■ Task description: In the listing, starting at the line that contains "task: provide the mask of each instance of the stone" and ending at the last line of the listing, replace "gravel surface" with "gravel path" and change nothing else. Return only those lines.

■ Information supplied:
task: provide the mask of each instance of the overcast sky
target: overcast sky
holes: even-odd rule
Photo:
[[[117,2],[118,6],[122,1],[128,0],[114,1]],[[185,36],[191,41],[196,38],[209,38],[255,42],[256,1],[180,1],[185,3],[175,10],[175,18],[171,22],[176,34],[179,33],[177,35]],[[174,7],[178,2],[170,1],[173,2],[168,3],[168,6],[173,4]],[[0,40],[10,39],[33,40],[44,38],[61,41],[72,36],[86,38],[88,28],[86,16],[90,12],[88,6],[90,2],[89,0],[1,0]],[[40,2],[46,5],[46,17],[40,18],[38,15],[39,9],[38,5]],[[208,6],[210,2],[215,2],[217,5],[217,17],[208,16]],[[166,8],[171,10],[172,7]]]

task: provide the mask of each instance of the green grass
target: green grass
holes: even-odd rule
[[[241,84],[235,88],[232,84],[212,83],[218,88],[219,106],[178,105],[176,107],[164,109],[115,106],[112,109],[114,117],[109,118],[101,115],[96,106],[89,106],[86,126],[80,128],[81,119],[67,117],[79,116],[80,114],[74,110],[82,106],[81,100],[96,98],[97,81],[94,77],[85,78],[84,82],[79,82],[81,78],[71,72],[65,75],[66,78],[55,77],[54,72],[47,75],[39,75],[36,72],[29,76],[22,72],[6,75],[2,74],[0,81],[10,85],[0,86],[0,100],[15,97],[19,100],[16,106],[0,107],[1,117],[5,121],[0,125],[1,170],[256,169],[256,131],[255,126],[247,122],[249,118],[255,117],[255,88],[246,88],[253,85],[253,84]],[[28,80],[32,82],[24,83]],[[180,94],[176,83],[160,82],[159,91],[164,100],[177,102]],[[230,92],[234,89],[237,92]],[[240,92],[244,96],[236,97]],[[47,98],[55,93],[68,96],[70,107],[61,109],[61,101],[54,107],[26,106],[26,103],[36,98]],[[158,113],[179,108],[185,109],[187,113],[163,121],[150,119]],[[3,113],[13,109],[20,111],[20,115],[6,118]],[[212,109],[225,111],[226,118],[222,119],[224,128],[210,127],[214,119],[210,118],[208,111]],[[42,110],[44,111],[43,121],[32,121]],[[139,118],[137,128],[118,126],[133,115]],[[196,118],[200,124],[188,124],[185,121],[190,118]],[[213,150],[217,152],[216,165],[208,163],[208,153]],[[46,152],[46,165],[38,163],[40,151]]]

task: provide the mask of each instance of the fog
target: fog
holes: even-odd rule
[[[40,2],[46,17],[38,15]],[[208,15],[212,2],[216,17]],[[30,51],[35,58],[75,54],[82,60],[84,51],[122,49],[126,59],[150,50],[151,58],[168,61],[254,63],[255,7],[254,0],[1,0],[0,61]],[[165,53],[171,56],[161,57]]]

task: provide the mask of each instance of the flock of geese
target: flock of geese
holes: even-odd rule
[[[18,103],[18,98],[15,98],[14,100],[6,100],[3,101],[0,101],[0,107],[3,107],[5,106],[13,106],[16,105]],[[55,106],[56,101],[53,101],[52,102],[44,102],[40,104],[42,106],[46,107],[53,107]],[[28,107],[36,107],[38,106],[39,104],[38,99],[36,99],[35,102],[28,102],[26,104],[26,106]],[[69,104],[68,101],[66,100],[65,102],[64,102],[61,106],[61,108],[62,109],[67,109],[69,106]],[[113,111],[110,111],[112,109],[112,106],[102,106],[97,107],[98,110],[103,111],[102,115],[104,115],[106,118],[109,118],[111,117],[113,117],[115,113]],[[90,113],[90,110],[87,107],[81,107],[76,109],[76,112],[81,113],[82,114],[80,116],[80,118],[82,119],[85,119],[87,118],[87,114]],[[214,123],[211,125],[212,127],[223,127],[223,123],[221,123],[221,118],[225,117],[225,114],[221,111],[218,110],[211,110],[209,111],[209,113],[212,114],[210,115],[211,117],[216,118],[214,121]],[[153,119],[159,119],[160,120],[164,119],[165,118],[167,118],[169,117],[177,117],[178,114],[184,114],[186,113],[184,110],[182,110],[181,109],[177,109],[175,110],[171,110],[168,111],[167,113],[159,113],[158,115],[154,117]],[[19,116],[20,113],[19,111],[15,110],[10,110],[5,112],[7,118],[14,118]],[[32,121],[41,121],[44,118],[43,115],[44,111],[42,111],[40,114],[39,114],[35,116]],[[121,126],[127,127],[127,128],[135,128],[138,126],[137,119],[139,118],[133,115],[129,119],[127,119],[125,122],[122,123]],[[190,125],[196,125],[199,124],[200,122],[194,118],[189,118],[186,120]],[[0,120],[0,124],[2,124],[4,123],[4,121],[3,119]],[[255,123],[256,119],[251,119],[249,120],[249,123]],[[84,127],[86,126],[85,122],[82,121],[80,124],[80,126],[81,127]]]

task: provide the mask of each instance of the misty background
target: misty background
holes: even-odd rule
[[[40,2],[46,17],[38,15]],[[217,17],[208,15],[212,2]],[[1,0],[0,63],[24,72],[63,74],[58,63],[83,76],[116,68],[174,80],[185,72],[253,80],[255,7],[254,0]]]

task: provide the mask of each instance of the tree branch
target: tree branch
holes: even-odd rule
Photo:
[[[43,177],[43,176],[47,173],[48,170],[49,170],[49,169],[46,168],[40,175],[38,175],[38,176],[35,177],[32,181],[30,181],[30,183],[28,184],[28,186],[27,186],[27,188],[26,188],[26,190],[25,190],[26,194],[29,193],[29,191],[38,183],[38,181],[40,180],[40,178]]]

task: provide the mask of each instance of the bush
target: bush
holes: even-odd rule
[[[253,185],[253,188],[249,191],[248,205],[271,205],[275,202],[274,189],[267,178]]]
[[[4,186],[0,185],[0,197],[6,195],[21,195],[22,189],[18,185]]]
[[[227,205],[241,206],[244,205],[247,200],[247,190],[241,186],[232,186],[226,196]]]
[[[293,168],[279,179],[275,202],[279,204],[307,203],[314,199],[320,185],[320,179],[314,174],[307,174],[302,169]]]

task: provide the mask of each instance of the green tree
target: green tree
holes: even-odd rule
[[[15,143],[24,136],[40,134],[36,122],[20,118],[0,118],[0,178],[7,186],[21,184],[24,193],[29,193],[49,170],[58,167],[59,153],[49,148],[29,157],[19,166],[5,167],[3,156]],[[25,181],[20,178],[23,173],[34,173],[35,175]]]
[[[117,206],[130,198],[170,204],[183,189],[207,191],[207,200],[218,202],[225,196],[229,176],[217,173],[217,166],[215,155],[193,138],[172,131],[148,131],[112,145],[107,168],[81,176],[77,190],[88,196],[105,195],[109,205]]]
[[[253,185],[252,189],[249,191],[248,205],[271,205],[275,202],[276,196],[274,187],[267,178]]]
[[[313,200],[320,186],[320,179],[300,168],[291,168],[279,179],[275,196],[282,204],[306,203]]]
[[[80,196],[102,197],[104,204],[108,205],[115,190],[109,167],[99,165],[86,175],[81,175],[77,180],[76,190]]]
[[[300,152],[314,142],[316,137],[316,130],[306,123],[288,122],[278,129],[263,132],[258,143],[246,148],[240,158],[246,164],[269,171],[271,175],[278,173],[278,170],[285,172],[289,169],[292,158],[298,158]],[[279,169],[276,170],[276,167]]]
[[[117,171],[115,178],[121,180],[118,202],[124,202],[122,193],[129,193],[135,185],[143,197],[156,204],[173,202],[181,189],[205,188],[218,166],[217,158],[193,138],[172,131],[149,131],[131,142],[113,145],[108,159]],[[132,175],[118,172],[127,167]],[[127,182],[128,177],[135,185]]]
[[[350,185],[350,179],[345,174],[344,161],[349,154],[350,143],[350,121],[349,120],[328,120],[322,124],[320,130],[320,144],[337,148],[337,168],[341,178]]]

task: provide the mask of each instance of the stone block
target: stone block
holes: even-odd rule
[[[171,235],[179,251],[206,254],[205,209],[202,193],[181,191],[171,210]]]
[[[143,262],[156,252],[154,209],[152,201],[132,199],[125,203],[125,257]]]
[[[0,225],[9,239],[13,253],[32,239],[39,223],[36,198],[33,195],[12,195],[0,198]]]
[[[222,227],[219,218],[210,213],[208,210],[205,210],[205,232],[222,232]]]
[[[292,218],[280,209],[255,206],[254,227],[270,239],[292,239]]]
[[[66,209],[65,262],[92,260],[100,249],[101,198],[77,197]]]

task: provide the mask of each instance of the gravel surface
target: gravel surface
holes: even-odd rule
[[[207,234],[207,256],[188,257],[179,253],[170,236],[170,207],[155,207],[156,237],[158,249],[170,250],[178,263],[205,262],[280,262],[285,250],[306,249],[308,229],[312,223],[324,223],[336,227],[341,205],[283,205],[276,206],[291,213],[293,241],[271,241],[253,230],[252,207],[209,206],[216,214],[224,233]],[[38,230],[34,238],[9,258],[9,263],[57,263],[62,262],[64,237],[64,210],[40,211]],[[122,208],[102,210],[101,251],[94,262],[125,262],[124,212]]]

■ The response:
task: provide the mask of each instance of the stone block
target: stone block
holes: even-odd rule
[[[171,235],[179,251],[206,254],[205,209],[202,193],[181,191],[171,210]]]
[[[143,262],[156,252],[154,209],[152,201],[132,199],[125,203],[125,257]]]
[[[0,225],[9,239],[13,253],[32,239],[39,223],[36,198],[33,195],[12,195],[0,198]]]
[[[222,227],[219,218],[210,213],[208,210],[205,210],[205,232],[222,232]]]
[[[292,218],[280,209],[255,206],[254,227],[270,239],[292,239]]]
[[[66,209],[65,262],[92,260],[100,249],[101,198],[77,197]]]

task: provide the mask of each instance of the gravel path
target: gravel path
holes: even-odd rule
[[[207,234],[207,256],[188,257],[179,253],[170,236],[170,207],[155,207],[156,237],[158,249],[170,250],[178,263],[205,262],[280,262],[285,250],[306,249],[308,229],[312,223],[324,223],[336,227],[341,205],[283,205],[276,206],[291,213],[293,241],[271,241],[253,230],[252,207],[209,206],[216,214],[224,233]],[[38,230],[34,238],[9,258],[9,263],[57,263],[62,262],[64,237],[64,210],[40,211]],[[122,208],[102,210],[101,251],[94,262],[125,262],[124,212]]]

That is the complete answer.